++++ Data rows

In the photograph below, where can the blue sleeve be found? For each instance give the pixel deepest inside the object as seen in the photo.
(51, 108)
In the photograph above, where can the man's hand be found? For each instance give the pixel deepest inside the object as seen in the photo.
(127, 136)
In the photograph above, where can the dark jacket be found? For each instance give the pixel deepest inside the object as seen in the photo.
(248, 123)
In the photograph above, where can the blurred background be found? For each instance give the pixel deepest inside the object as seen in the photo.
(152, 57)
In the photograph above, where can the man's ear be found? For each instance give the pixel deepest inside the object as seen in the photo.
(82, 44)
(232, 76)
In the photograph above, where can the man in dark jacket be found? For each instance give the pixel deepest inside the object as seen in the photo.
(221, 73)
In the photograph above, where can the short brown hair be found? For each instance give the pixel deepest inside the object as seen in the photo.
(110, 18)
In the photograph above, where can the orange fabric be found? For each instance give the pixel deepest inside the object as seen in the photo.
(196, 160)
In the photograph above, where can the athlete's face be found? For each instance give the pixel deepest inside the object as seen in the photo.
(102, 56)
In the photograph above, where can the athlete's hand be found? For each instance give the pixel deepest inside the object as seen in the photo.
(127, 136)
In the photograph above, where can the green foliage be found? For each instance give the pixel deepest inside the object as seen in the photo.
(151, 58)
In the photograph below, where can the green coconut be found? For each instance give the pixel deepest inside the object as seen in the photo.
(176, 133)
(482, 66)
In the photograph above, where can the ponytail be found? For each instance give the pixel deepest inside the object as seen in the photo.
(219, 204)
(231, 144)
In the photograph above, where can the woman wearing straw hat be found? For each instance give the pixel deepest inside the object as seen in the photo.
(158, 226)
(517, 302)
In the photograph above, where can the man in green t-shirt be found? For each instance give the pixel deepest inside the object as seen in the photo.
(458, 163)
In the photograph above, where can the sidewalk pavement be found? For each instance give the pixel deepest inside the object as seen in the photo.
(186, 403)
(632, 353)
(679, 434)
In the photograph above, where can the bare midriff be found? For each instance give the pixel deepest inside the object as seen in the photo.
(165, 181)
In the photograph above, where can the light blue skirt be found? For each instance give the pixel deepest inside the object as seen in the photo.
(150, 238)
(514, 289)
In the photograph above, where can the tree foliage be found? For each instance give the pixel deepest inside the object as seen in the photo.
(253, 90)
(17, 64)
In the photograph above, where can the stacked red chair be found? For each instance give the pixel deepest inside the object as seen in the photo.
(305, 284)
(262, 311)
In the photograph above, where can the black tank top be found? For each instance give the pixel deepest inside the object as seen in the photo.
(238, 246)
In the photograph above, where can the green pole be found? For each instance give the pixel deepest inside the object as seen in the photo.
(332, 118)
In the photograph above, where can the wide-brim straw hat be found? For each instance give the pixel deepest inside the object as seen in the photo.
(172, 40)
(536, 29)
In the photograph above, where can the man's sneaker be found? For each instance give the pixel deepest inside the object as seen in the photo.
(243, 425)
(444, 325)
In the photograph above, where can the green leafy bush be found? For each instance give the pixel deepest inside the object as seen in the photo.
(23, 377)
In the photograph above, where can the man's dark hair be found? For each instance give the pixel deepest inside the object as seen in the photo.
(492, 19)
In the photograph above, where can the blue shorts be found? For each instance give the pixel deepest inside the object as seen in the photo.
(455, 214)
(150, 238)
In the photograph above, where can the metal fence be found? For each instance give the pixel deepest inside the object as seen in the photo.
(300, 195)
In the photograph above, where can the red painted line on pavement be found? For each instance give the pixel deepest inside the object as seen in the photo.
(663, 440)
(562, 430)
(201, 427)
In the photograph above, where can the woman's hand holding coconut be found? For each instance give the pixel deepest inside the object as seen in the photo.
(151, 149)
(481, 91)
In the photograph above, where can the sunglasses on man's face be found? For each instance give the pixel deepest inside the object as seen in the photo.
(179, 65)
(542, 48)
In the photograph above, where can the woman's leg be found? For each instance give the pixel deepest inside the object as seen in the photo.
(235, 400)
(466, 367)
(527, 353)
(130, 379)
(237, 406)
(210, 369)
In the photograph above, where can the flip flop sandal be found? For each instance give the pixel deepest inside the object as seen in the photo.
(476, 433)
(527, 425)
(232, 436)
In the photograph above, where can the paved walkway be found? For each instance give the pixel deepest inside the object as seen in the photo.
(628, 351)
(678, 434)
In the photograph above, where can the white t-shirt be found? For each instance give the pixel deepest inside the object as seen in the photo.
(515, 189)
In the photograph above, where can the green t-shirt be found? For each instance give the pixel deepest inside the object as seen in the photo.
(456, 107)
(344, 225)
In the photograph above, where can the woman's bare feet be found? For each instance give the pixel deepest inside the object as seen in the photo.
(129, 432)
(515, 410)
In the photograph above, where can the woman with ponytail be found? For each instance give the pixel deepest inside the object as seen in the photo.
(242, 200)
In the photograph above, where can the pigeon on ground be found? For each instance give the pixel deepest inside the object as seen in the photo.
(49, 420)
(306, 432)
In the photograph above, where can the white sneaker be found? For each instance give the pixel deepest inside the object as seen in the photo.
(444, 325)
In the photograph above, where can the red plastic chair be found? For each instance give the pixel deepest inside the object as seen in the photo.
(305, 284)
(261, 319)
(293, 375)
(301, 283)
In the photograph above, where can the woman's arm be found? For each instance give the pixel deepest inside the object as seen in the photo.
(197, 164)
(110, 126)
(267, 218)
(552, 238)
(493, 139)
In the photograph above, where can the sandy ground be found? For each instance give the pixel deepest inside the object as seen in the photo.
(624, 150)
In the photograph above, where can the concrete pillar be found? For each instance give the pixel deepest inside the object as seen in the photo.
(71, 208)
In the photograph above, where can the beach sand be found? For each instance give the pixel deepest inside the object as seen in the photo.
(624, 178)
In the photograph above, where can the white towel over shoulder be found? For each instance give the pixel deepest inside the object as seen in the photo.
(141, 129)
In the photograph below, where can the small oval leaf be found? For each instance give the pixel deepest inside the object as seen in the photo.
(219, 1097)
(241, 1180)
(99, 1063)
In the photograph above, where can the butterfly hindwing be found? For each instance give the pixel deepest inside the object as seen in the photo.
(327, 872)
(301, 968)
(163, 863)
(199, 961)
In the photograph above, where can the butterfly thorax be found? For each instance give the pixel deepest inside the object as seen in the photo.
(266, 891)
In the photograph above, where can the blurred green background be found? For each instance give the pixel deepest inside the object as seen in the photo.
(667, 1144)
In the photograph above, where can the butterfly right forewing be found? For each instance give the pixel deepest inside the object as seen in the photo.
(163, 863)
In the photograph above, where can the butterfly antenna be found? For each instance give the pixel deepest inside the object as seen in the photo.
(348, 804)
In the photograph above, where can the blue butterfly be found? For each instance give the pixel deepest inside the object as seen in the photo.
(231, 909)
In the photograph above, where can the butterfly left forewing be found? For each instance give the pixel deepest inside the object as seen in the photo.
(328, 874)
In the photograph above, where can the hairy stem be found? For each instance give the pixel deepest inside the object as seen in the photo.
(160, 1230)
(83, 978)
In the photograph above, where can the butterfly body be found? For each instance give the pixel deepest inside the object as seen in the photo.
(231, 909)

++++++++

Aim of the exercise: Write out every line of the material starting at the line that contains "In the photograph above, where can the blue butterfly" and ending at the last line, both ends included, keeping everything else unchanged. Multiply each coordinate in the answers by 2.6 and round it to a whole number, with halves rounded up.

Exercise output:
In the photograph above, where can the blue butterfly be found? For each instance give the pixel deepest inside the object as seen in the photo.
(601, 2363)
In the photograph above, where can the butterfly left forewing be found? For each instance give the pixel deepest inside the object as seen in the photo.
(853, 2272)
In the photograph above, where can the hairy stem be found? For each instance give the pixel deepest inside the object as seen in the photo.
(416, 3198)
(216, 2543)
In the photograph above, where can the butterfly body be found? For each instance give the pixel deepest inside the object as seen in the photo.
(601, 2363)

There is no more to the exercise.